Description of the task | For the entries that follow, produce an exact copy with no pictures in it.

(Image-grounded pointing data)
--------------------

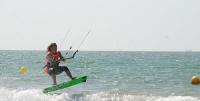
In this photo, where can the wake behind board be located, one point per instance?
(65, 84)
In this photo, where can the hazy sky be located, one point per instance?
(123, 25)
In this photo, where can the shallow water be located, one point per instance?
(112, 76)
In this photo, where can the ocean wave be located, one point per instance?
(37, 95)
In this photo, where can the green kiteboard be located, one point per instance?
(65, 84)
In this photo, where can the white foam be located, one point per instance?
(116, 97)
(30, 95)
(37, 95)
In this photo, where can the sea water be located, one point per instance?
(112, 76)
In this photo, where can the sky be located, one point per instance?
(116, 25)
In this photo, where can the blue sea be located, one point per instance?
(112, 76)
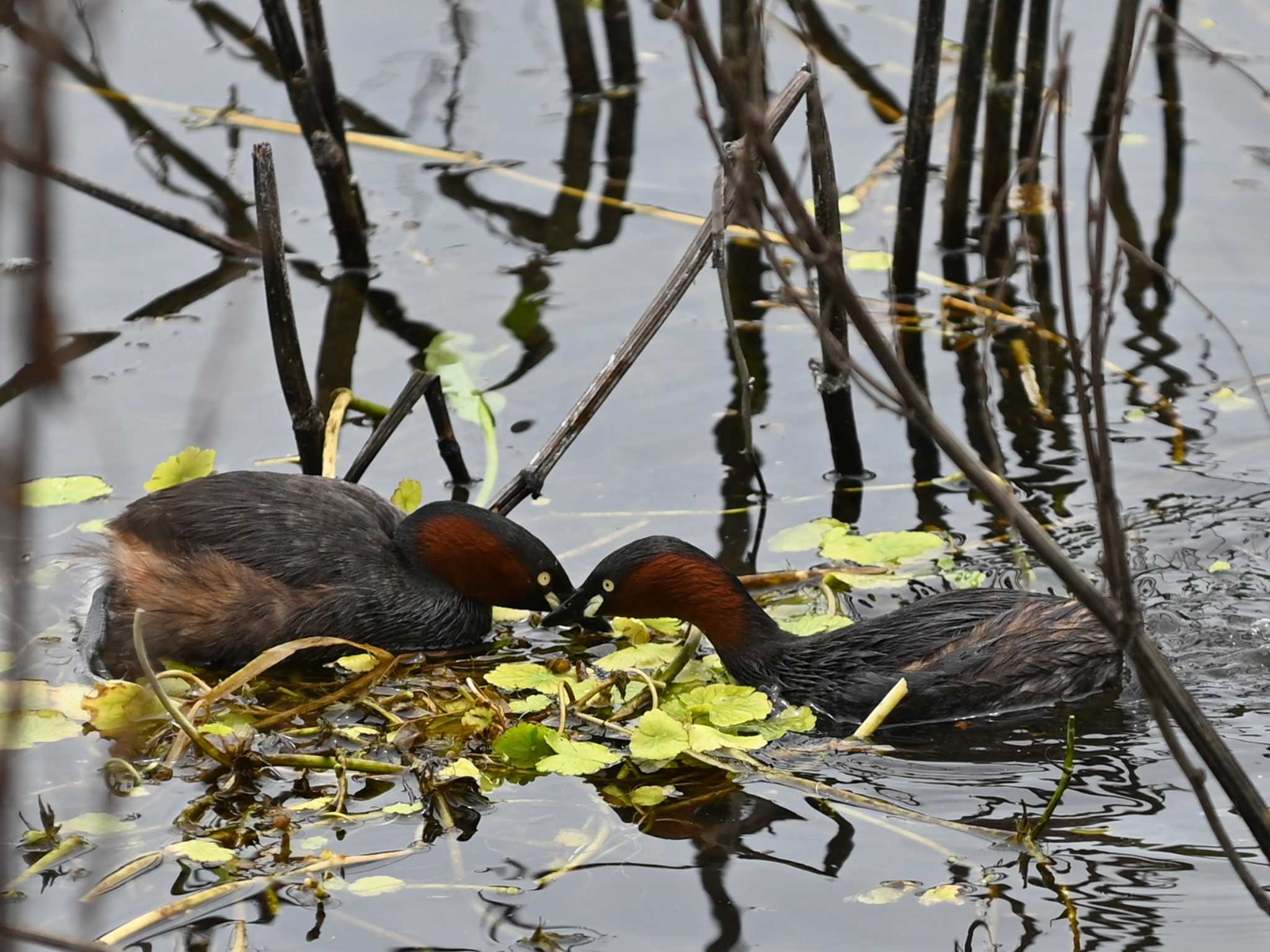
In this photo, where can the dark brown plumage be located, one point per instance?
(964, 653)
(233, 564)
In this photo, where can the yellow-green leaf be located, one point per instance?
(703, 738)
(804, 537)
(951, 892)
(20, 730)
(651, 795)
(525, 677)
(463, 767)
(190, 464)
(651, 656)
(376, 885)
(403, 809)
(575, 758)
(658, 737)
(813, 623)
(799, 720)
(408, 496)
(883, 548)
(64, 491)
(118, 706)
(358, 663)
(98, 824)
(1228, 401)
(510, 616)
(531, 703)
(869, 260)
(201, 851)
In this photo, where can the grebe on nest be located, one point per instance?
(229, 565)
(964, 653)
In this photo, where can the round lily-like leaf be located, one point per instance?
(804, 537)
(201, 851)
(652, 654)
(575, 758)
(408, 496)
(64, 491)
(190, 464)
(883, 548)
(658, 738)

--------------------

Result for this task |
In this photo, where can the wake behind board be located, one point per instance?
(65, 84)
In this photo, where can the hazy sky be located, one point per instance?
(123, 25)
In this photo, where can the shallow water be located, one point per instance?
(112, 76)
In this photo, where can the ocean wave be located, one point per instance?
(37, 95)
In this photo, where can the green kiteboard be located, one point per instance?
(65, 84)
In this photo, where can the white foam be located, one point per instance?
(116, 97)
(30, 95)
(37, 95)
In this photo, where can the sea water be located, one point per instance?
(112, 76)
In this photo, where can the sky be located, one point per instance?
(116, 25)
In this photo, where can the blue sea be located, one point per instance?
(112, 76)
In this photo, where can the dark brown plumage be located, one point per instance?
(964, 653)
(233, 564)
In this photo, where can the yellow-green leaf be located, one point per instance?
(703, 738)
(804, 537)
(951, 892)
(20, 730)
(651, 795)
(525, 677)
(463, 767)
(190, 464)
(651, 656)
(376, 885)
(403, 809)
(575, 758)
(658, 737)
(813, 623)
(799, 720)
(408, 496)
(883, 548)
(64, 491)
(118, 706)
(358, 663)
(98, 824)
(1228, 401)
(510, 616)
(531, 703)
(869, 260)
(201, 851)
In this photo, where can the grebe on nest be located, one point per instance?
(229, 565)
(964, 653)
In this photo, where can the round lily-like leaf be located, one point per instance?
(804, 537)
(201, 851)
(652, 654)
(575, 758)
(408, 496)
(64, 491)
(190, 464)
(883, 548)
(658, 738)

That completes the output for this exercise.